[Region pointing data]
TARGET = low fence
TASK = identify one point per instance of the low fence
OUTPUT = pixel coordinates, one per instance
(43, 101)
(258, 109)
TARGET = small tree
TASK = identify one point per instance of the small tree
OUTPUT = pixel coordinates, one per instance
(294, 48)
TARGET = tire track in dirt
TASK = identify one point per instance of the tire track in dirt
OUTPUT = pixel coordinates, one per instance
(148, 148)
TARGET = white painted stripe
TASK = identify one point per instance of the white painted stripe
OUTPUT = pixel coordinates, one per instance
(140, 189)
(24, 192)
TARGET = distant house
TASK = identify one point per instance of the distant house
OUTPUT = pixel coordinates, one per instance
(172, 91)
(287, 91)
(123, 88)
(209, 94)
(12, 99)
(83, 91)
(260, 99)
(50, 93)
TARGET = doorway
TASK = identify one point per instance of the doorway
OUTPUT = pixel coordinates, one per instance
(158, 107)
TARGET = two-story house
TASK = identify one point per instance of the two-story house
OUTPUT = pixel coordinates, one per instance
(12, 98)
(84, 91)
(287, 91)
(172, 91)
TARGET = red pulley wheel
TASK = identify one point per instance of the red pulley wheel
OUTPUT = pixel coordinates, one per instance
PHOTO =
---
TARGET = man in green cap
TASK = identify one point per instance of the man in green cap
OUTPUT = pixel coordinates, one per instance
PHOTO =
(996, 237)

YOUR TASK:
What is needed is an exact copy of the lines above, from the one containing "TARGET = low fence" through the one containing "TASK = identify one point per instance of the tire", with nothing added.

RESPONSE TO THE EXERCISE:
TARGET = low fence
TASK = identify one point per instance of the low fence
OUTPUT = pixel coordinates, one per instance
(43, 101)
(258, 109)
TARGET = small tree
TASK = identify one point per instance of the small tree
OUTPUT = pixel coordinates, one per instance
(294, 48)
TARGET = tire track in dirt
TASK = identify one point per instance of the tire track in dirt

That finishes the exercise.